◆ **Given request**: Reproduce every line of the data below without any alteration, omitting the pictures.

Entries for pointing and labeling
-*-*-
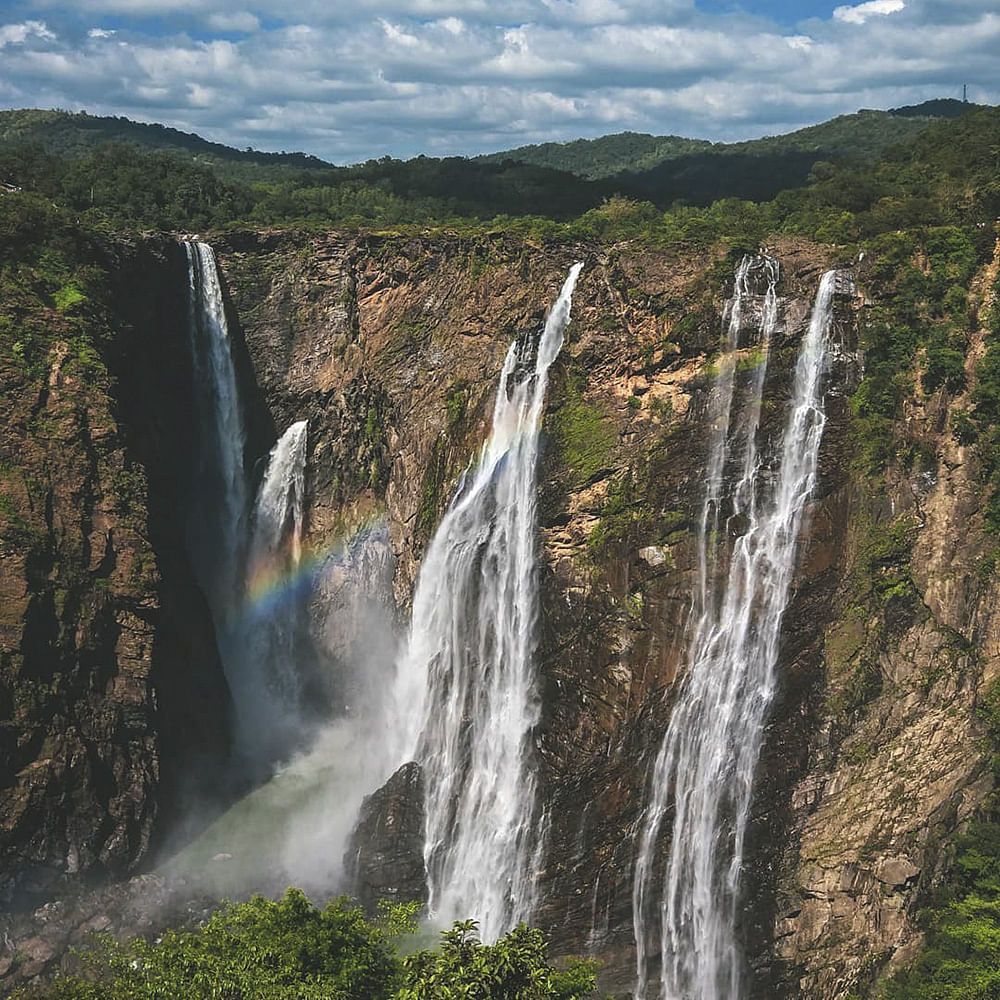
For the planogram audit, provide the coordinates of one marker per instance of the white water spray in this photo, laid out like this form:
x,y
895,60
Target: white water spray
x,y
466,685
705,767
275,550
228,549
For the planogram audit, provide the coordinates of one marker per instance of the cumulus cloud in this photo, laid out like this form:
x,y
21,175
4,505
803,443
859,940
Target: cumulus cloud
x,y
239,20
354,80
862,11
18,34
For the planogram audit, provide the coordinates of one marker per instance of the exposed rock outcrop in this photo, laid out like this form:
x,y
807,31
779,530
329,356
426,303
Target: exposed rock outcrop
x,y
385,857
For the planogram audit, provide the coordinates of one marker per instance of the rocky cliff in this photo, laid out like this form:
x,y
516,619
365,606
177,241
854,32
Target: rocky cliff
x,y
108,671
874,753
390,347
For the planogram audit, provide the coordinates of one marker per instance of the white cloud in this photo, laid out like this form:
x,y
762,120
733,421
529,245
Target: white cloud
x,y
18,34
239,20
349,81
862,11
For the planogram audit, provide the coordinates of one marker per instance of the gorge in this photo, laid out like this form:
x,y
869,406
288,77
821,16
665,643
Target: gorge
x,y
652,546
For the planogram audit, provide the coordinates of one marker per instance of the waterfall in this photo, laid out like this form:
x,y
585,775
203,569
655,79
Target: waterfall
x,y
275,553
466,685
217,525
705,766
235,556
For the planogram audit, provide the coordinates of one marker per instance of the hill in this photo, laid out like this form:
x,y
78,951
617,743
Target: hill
x,y
63,133
861,137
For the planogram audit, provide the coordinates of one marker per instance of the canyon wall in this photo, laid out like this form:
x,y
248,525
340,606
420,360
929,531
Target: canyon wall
x,y
390,347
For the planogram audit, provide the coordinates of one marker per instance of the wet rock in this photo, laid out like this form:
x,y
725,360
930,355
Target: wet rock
x,y
385,857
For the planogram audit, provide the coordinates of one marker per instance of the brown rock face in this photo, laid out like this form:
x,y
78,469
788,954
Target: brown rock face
x,y
390,347
101,633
-*-*-
◆ **Response for this exercise**:
For the planogram audit, provide the coordinates of one marker per instance of the white water spray in this photo, laid out like this form:
x,y
895,60
Target: white water spray
x,y
466,685
705,767
275,550
228,549
For the planogram audit, provide the coordinates of one marker per instance of the cumulus cloud in this photo, laid out like this form:
x,y
21,175
4,505
803,443
859,940
Target: cumulus cloud
x,y
239,20
354,80
862,11
18,34
For the planogram audit, provide the coordinates of one marker per instance of the exposed rock outcrop in this photo, laid out like this form:
x,y
807,31
779,530
329,356
426,303
Target: exposed rock outcrop
x,y
385,857
For the planogram audit, provide the coordinates of one marker per instance of the rocky cliff in this photo, laid out like this form:
x,y
516,619
365,606
177,241
854,32
Target: rocky cliff
x,y
108,671
874,753
390,347
For the planogram audit, provide the coordinates of one marker per instance of the white cloud in this photo, laid out like this form:
x,y
762,120
733,421
529,245
Target: white cloud
x,y
18,34
239,20
349,81
862,11
For the planogram audit, provide the coordinates of one marker per instance of the gorge in this photo, laid out like this form:
x,y
869,406
288,77
821,16
665,643
Target: gorge
x,y
652,546
For the planogram audit, provide the coordinates of one marker per instance of the waterfall in this photo, laid out like this form:
x,y
585,775
203,569
655,79
Target: waterfall
x,y
275,553
466,685
217,525
705,766
235,556
For the planogram audit, provide the coordinates of one marker per instance of the hill in this photo, laid out like this form:
x,y
78,951
617,743
Target: hill
x,y
63,133
861,137
For the planogram audit, provide the coordinates of one marker per instance of the canyon wall in this photo, laid out like this form:
x,y
248,525
340,606
420,360
929,531
Target: canyon wall
x,y
390,347
For the planogram audit, provide the coordinates of one marker per instance of the wet rock in this photo, laid out like this form:
x,y
725,360
930,355
Target: wet rock
x,y
385,857
For the planogram audit, provide the coordinates of one marker per instance of the brown rock face in this photo, laid out like this form:
x,y
78,469
788,954
Target: brown rock face
x,y
390,347
101,633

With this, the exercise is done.